Kutipan Teks -
- - - -

Kemudian Amerika Serikat dengan bantuan koalisinya melancarkan perang dan agresi militernya terhadap Irak yang dilaksanakan pada Maret 2003. Tujuan utama agresi militer tersebut adalah untuk menjatuhkan dan melengserkan Saddam Hussein. Perang tersebut dilegalkan karena AS meluncurkan tuduhan bahwa Presiden Irak Saddam Hussein memiliki bom nuklir dan senjata penghancur massal ditambah dengan anggapan bahwa Irak tidak mau bekerja sama dengan tim senjata PBB, hal tersebu t memberikan peluang besar kepada Amerika untuk menginvasinya. Namun dari sejak awal sampai penarikan terakhir pasukan Amerika Serikat dari Irak yaitu pada tahun 2011 bom nuklir dan senjata pemusnah massal yang dimiliki oleh Irak tidak pernah ditemukan.

- - - -

Daftar Butir -

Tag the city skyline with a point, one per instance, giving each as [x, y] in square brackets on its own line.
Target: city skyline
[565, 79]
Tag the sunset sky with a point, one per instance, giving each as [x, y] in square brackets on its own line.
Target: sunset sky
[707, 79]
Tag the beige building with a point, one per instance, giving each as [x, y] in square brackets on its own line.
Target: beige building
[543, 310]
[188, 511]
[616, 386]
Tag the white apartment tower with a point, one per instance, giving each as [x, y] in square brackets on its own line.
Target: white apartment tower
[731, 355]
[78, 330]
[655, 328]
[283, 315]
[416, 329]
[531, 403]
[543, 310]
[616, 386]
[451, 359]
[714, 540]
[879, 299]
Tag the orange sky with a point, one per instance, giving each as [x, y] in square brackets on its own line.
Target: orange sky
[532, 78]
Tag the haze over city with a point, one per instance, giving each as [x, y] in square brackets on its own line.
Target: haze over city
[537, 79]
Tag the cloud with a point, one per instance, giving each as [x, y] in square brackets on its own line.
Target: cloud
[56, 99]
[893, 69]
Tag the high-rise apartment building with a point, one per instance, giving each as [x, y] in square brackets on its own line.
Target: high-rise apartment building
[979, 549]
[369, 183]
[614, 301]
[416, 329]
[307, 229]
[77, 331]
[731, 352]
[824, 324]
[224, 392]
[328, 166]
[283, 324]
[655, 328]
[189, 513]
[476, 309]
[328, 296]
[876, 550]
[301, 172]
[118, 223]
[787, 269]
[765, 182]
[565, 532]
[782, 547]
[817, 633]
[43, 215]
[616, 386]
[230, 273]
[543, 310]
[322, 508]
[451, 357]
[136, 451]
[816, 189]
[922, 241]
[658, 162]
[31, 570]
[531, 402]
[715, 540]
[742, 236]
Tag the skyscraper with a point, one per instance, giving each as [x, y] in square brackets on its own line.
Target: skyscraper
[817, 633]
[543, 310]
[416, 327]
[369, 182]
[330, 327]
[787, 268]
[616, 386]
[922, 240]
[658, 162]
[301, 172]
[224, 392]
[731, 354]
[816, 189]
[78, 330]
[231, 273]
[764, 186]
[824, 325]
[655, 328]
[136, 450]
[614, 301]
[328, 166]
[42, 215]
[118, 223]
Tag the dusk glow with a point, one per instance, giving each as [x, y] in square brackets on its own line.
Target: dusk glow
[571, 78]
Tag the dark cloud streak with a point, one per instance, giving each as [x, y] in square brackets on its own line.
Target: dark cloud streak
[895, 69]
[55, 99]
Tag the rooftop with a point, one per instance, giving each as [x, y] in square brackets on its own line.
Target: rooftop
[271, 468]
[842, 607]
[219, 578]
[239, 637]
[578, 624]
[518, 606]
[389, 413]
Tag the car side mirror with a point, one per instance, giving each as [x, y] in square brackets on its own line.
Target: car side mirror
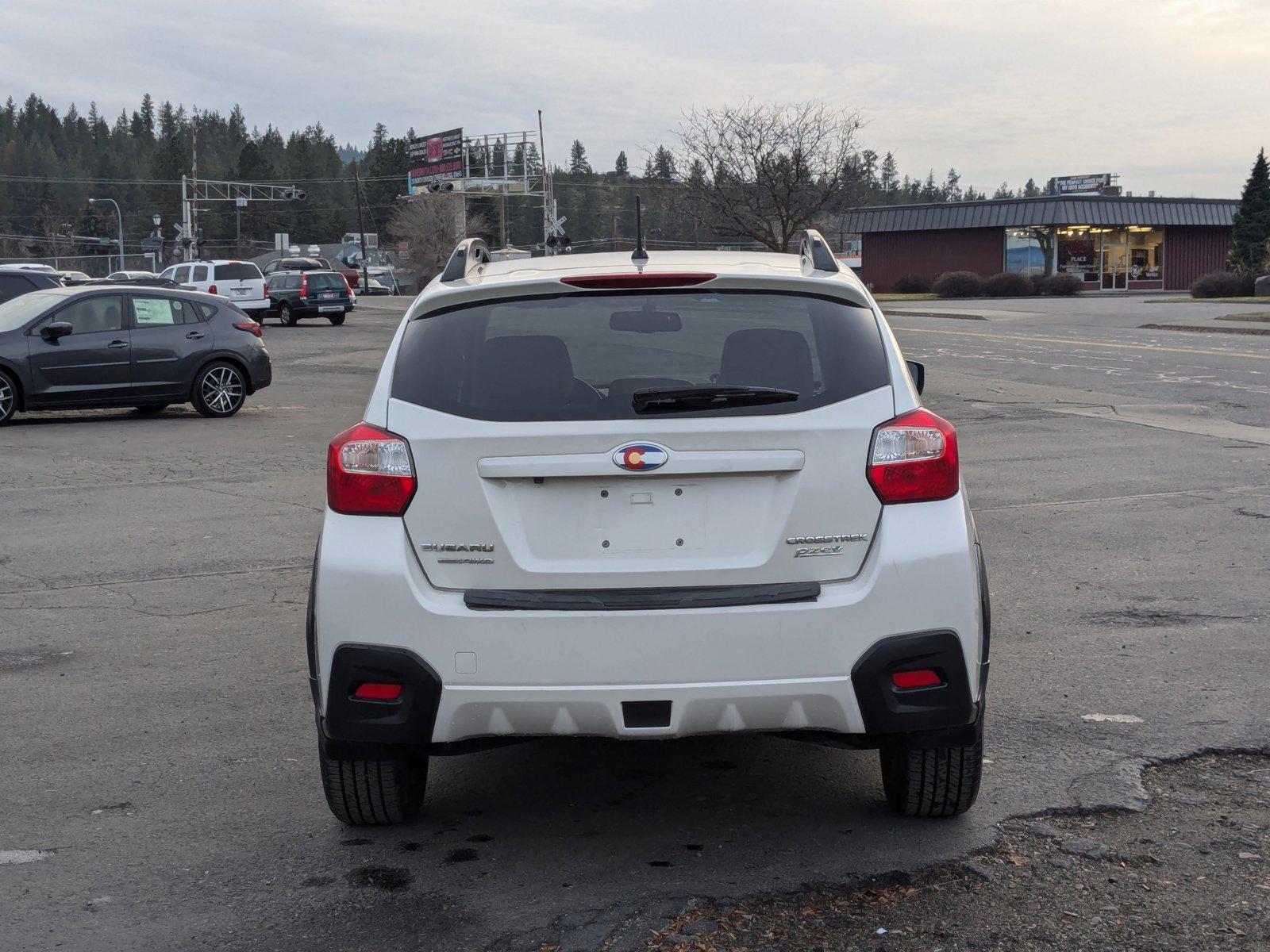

- - - -

Soal Tertulis -
Tuliskan kembali bagian kutipan tentang perang Irak, mulai dari "Kemudian Amerika Serikat" dan berakhir pada "tidak pernah ditemukan.", tanpa mengubah satu huruf pun.

Penyelesaian -
Kemudian Amerika Serikat dengan bantuan koalisinya melancarkan perang dan agresi militernya terhadap Irak yang dilaksanakan pada Maret 2003. Tujuan utama agresi militer tersebut adalah untuk menjatuhkan dan melengserkan Saddam Hussein. Perang tersebut dilegalkan karena AS meluncurkan tuduhan bahwa Presiden Irak Saddam Hussein memiliki bom nuklir dan senjata penghancur massal ditambah dengan anggapan bahwa Irak tidak mau bekerja sama dengan tim senjata PBB, hal tersebu t memberikan peluang besar kepada Amerika untuk menginvasinya. Namun dari sejak awal sampai penarikan terakhir pasukan Amerika Serikat dari Irak yaitu pada tahun 2011 bom nuklir dan senjata pemusnah massal yang dimiliki oleh Irak tidak pernah ditemukan.